» GIVEN INSTRUCTION
Rewrite the items from the line with "Target: green vegetation on cliff" through the end of the items, requests included, and offset every coordinate in the answers by adding 121.

» EXTRACTED ENTRIES
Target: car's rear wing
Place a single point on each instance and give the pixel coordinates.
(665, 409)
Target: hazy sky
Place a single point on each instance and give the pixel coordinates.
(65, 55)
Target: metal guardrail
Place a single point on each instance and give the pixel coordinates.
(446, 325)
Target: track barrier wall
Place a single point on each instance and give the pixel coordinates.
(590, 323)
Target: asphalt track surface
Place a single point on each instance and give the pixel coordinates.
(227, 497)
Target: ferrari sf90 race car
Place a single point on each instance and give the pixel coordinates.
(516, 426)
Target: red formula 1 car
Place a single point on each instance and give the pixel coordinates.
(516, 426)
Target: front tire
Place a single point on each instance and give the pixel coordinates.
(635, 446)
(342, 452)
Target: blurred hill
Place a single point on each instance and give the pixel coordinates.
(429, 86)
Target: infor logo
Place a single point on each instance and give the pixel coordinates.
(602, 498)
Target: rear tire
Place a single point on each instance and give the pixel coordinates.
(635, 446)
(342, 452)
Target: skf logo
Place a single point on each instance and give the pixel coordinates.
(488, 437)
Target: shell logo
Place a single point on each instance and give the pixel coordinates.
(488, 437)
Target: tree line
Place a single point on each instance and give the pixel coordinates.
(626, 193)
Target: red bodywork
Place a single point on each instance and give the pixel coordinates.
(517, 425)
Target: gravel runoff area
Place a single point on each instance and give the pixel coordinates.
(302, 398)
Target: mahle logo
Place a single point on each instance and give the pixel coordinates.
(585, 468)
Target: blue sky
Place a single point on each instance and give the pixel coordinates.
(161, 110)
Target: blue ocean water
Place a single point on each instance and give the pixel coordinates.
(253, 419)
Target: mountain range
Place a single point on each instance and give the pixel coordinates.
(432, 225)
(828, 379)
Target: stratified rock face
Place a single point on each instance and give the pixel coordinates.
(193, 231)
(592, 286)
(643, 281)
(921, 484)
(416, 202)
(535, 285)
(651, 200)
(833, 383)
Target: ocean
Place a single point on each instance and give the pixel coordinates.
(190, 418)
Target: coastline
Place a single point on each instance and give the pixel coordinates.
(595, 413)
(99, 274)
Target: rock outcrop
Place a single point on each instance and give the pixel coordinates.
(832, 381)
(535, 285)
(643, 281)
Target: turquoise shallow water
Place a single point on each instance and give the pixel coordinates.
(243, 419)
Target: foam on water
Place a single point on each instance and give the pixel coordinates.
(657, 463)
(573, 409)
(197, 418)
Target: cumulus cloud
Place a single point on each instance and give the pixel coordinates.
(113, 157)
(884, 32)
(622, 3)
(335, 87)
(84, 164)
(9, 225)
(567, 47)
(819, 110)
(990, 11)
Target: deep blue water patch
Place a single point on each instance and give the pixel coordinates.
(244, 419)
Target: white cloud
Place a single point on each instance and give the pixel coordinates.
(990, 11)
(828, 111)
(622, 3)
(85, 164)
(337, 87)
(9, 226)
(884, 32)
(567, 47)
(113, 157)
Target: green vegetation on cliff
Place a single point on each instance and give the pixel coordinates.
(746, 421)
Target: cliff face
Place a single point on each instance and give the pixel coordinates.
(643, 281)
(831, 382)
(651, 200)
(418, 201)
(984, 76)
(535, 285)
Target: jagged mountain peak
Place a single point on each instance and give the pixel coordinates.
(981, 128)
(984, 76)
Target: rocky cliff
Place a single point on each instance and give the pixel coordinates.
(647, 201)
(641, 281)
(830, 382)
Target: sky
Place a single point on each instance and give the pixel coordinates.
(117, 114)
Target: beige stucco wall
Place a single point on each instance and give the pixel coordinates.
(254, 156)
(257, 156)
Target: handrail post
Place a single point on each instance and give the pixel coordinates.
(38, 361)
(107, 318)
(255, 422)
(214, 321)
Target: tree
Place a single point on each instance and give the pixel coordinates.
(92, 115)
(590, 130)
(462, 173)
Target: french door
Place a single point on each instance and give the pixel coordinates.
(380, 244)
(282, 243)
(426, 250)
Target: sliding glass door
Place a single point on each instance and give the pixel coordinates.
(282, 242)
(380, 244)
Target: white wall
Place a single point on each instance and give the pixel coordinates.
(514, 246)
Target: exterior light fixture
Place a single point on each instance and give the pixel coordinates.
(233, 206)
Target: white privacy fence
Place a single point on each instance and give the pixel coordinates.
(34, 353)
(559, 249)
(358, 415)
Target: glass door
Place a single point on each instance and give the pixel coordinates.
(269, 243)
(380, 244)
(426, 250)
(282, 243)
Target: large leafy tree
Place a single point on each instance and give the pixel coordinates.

» ANSWER
Target: green vegetation on cliff
Place a single point on each instance and give the pixel coordinates.
(867, 542)
Target: cliff face
Place a single point on each instance and give the pixel coordinates.
(764, 402)
(952, 503)
(772, 321)
(539, 322)
(1105, 197)
(656, 406)
Target: jagged mountain peak
Place a single point on each instance and give the pixel coordinates.
(1102, 249)
(1105, 197)
Target: rocky cliff
Place a single point on each instance and give the pixel coordinates.
(768, 322)
(762, 402)
(951, 503)
Target: sky
Place a single point on each instance and give the pixel coordinates.
(238, 235)
Target: beige stucco wall
Place a single point on each instance and give the pixel coordinates.
(375, 277)
(378, 277)
Target: handrail post
Place a single point on each instance and give the pixel coordinates.
(159, 482)
(228, 439)
(376, 543)
(335, 442)
Target: tree
Place a single point on each instance and give the pixel coordinates.
(213, 236)
(711, 251)
(583, 294)
Target: french door
Place a single point on each instance and give the pixel coordinates.
(501, 365)
(403, 364)
(547, 371)
Target: sliding glass door
Place a single point on each instance and give the pixel coordinates.
(403, 363)
(501, 365)
Target: white wall
Place a single point on each instance and give the pixel coordinates.
(635, 367)
Target: exterior light fixture
Place a single point on each instance and give the pixel coordinates.
(354, 327)
Target: white privacy fence
Place a single point on each instance and give the pixel coordinates.
(155, 474)
(680, 370)
(479, 536)
Target: glass door
Place a single point on each instance and give the pixel coordinates.
(390, 364)
(501, 365)
(547, 371)
(403, 364)
Target: large leafy tree
Place a single point on each instance and give the pixel coordinates.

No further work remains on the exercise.